# An RPO on the D&RGW



## Big65Dude (Jan 2, 2008)

… the _Dulles & Reston Garden Weeds_ _RR_, that is – not to be confused with that other D&RGW RR.
This is my free-lance 1:20.3 scale version of a “short” railroad post office (RPO) car - typical of the ones used on narrow gauge lines out west. Actually, it’s the same length as my other coaches and combine because it was built on the body and frame of a standard Jackson & Sharp coach from _AMS_. I also obtained an RPO conversion kit from David Gormley of _Rio Grande Models UK _and “spiffed” that up a little bit. Decals are, of course, custom-made by my pal, Stan Cedarleaf.
Here’s the result:

First, the standard “builder’s” photos.

















Then a couple from slightly above, showing roof details.

















An overall quarter shot from the A-end.











DETAILS








In order to create the illusion of a “short” RPO, I made the roof a little shorter and changed the gradually-sloped AMS ends to more of a bullnose shape. I did this by cutting off each stock roof end and carving a new one from a block of balsa wood. Otherwise, the A-end platform is pretty much stock.









For the B-end platform, however, I wanted to follow typical railroad post office security practice and make it blank, to prevent access to the car from the rest of the train. (That’s why the RPO is always the first car in a passenger consist.) Consequently, ladders and a walkway on the roof had to be installed so crewmembers could go up ‘n’ over between the engine and the train. (I bet that was fun on a dark and stormy winter night!) Also, I don’t know if it was ever actually done, but I took it upon myself to move the B-end brake wheel to the other side to accommodate the ladder.









As I have done with all my other AMS passenger cars. I added safety chains and lowered the bolsters on the trucks so that the body would ride closer to the track.









I scratch-built the ladders from brass rod and bar stock. I took four brass bars and soldered them side by side at one end, bent the other ends and drilled the holes for the rungs all at the same time. I then cut off the soldered end and I had four identical verticals for the ladders.










The mailbag hooks were made up from brass rod and tubing and a bit of styrene. I based the design on an original I had seen at Steamtown in Pennsylvania. I suppose most RPOs were equipped with only one of these because it could be removed from one side and used on the other. I decided, however, to put one on both since the hooks are one of the most interesting features of an RPO and when looking at it, you can only see one side of the car or the other anyway. That’s the advantage of “free-lance” design.









A mail slot was also a common feature on RPOs so that town folk could go down to the local depot when the train was in and make sure their letters were dropped right into a mailbag and sent on their way.









The two stock smoke stacks were modified a bit and one was moved over to the other side so as not to interfere with the walkway. As you can see here in this shot, I used my regular masking tape tarpaper technique (described elsewhere in these pages) to cover the roof.

Now my string of “varnish” is complete. Thanks for looking – your comments and questions would be welcome.

§ **WHAT YOU WILL DO**
From the post about the model RPO car, copy word for word the passage starting with "For the B-end" and going on through "accommodate the ladder.".

§ **PROVIDED MATERIAL**
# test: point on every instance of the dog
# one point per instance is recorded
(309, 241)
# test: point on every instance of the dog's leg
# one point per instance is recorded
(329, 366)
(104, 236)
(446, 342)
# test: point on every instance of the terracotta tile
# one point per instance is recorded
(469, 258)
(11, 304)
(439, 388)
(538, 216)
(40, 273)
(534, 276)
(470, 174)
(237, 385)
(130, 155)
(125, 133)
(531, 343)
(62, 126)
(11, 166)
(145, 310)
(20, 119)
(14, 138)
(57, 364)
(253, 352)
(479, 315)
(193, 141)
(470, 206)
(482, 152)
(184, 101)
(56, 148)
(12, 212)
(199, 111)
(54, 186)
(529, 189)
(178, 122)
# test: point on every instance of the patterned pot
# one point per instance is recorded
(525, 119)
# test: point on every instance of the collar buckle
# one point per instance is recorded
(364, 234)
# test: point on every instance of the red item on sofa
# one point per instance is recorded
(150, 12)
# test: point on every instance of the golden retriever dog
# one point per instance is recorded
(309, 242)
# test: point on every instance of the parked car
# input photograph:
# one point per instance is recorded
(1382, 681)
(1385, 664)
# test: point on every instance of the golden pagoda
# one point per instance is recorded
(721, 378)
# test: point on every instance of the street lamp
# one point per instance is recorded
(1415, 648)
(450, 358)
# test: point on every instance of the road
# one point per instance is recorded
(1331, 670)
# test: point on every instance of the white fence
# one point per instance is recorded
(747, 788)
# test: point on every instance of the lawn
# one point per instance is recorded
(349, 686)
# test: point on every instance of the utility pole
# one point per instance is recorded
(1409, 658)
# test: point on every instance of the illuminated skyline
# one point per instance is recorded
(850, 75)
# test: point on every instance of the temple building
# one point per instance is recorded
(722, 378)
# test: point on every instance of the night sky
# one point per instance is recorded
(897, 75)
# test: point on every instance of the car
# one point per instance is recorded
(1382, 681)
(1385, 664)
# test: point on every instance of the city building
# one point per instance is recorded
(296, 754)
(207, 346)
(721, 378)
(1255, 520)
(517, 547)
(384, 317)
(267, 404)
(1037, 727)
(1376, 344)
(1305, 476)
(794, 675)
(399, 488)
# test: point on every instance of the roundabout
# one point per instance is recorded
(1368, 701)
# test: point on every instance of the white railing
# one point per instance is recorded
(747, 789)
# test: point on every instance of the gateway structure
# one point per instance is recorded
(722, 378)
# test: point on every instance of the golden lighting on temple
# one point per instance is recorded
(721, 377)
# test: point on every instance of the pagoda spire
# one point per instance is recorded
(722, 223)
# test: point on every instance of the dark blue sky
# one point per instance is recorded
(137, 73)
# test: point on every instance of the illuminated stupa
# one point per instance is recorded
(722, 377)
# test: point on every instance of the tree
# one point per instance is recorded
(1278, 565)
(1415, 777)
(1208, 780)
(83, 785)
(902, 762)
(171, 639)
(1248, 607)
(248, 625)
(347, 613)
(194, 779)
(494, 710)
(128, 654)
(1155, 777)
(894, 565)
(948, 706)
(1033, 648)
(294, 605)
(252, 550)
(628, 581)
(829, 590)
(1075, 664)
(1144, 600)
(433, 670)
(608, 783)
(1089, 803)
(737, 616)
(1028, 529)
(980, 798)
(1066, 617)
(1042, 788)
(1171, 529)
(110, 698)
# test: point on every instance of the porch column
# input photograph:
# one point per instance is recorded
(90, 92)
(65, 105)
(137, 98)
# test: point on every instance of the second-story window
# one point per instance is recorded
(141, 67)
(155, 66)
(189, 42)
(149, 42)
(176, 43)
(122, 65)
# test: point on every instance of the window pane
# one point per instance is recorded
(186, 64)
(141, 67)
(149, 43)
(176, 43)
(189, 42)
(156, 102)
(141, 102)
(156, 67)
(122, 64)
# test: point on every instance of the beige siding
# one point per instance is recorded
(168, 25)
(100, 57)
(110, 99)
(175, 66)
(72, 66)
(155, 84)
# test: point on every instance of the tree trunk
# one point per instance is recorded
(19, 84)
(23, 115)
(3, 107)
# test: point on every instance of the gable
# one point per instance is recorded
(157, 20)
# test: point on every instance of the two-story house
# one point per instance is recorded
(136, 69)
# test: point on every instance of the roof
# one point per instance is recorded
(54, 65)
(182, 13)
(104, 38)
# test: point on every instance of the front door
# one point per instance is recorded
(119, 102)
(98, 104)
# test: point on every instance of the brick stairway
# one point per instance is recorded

§ **REPLY TO THE EXERCISE**
For the B-end platform, however, I wanted to follow typical railroad post office security practice and make it blank, to prevent access to the car from the rest of the train. (That’s why the RPO is always the first car in a passenger consist.) Consequently, ladders and a walkway on the roof had to be installed so crewmembers could go up ‘n’ over between the engine and the train. (I bet that was fun on a dark and stormy winter night!) Also, I don’t know if it was ever actually done, but I took it upon myself to move the B-end brake wheel to the other side to accommodate the ladder.